Your instructions —
In the article on resuming student loan payments, what do some estimates say restarting those payments will cost U.S. consumers each month?

Extract provided —
_ _ _ _
WASHINGTON – After more than three years, students who have accumulated student loan debt are going to have to begin repaying it in late August.
Terms of the debt ceiling deal negotiated by President Joe Biden and House Speaker Kevin McCarthy, R-C alif., put an end to the moratorium on student loan payments.
According to a report by the Associated Press, more than 40 million Americans will be affected by the change. The deal ends any hope of a further extension of the pause, which has been prolonged while the Supreme Court decides the president’s debt cancellation, the AP reported.
Education Department officials predict borrowers will fall behind on their loans at historic rates. Among the most vulnerable, according to the report, are students who finished college during the pandemic, who’ve never had to make a loan payment due to the successive extensions of the moratorium.
Advocates are concerned it will add a financial burden that younger borrowers can’t afford.
“I worry that we’re going to see levels of default of new graduates that we’ve never seen before,” Natalia Abrams, president of the nonprofit Student Debt Crisis Center, told the AP.
Education Departent statistics show that, out of the more than 44 million federal student loan borrowers, about 7 million are below the age of 25, with an average loan balance of less than $14,000, lower than any other age group.
Some estimates are that resuming student loan payments will cost U.S. consumers some $18 billion a month.
Despite the student loan moratorium, most Americans didn’t bank their savings, according to Jefferies economist Thomas Simons. Belt-tightening, he told the AP, could hurt an economy that relies heavily on consumer spending.
The Education Department has promised to make the restart of payments as smooth as possible. In a statement, the agency said it will continue to push for Biden’s debt cancellation as a way to reduce borrowers’ debt load and ease the transition.
_ _ _ _
Dataset content —
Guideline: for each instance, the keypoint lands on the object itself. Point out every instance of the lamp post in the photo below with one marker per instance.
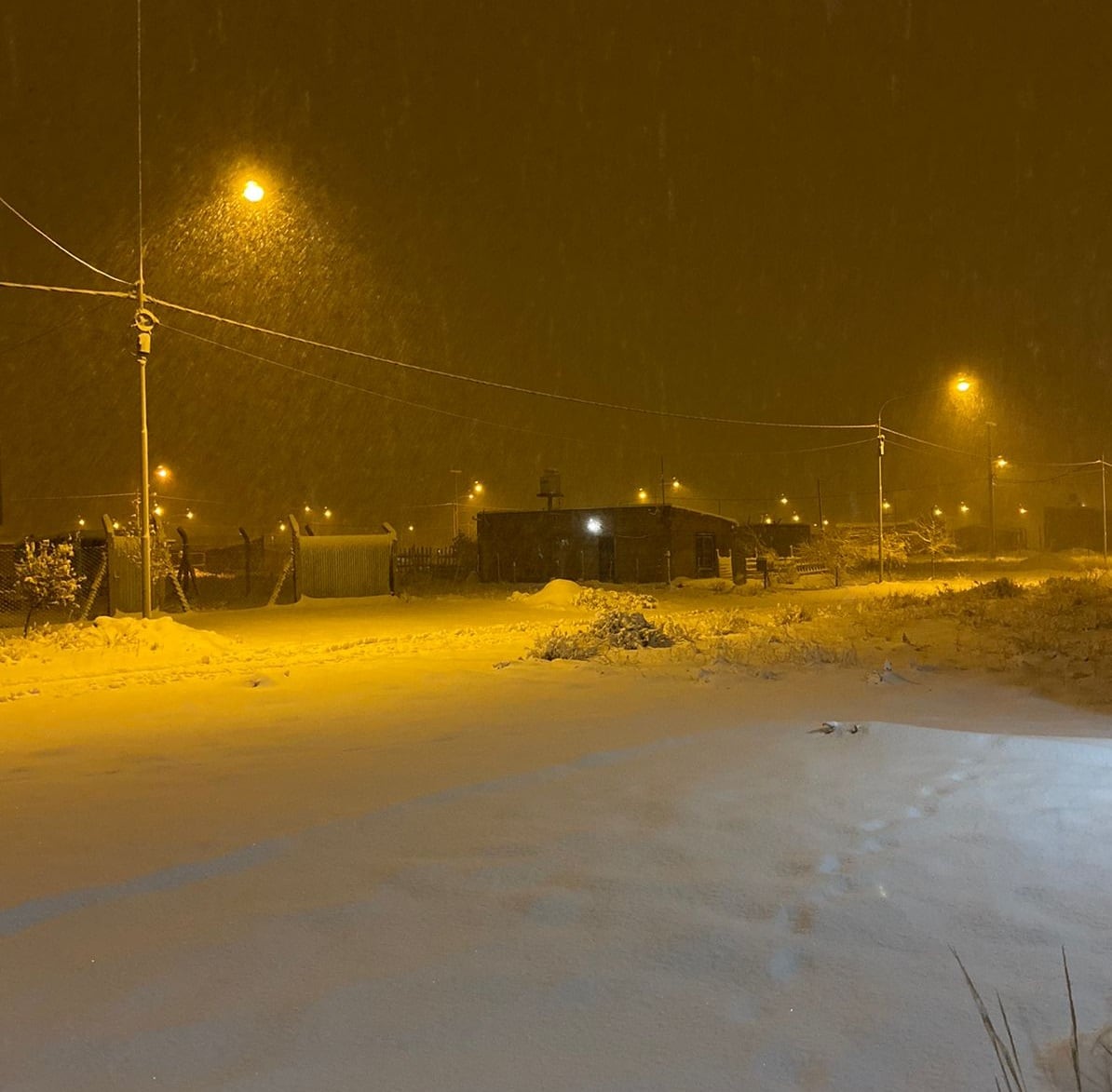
(961, 386)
_ _ _ _
Answer below —
About $18 billion a month.